§ PROBLEM DETAILS
Pick out each line of the listing below that contains the word "capital" and copy it.

§ GIVEN RECORDS

*****

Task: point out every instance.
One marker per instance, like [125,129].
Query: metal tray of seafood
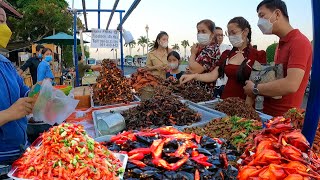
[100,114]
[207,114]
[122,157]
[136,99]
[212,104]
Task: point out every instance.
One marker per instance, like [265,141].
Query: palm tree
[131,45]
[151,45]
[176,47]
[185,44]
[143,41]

*****

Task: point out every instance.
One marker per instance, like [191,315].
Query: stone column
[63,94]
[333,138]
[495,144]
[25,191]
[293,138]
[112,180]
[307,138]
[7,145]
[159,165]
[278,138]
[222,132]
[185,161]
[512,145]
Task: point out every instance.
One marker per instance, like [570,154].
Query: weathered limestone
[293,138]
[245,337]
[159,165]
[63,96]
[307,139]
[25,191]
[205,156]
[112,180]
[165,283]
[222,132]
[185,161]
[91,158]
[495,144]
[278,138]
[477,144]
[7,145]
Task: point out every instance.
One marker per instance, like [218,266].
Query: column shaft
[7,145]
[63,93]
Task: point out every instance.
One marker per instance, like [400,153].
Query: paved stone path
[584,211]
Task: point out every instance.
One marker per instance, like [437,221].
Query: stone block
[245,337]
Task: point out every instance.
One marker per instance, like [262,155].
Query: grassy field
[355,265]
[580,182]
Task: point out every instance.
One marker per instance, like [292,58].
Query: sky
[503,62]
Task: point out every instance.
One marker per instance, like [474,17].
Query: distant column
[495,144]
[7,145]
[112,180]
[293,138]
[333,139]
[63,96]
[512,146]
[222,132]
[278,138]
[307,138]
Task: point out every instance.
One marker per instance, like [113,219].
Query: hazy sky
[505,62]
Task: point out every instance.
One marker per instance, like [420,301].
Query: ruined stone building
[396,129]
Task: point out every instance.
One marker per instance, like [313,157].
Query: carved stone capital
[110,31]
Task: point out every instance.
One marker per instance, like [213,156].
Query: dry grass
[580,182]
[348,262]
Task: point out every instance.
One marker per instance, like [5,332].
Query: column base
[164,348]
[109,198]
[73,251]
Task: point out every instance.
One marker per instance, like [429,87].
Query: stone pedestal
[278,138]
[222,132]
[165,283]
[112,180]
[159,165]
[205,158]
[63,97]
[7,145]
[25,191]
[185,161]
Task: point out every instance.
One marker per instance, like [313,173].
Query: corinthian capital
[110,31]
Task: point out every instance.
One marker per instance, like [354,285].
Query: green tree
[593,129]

*****

§ FINAL ANSWER
Query: carved stone capital
Query: corinthian capital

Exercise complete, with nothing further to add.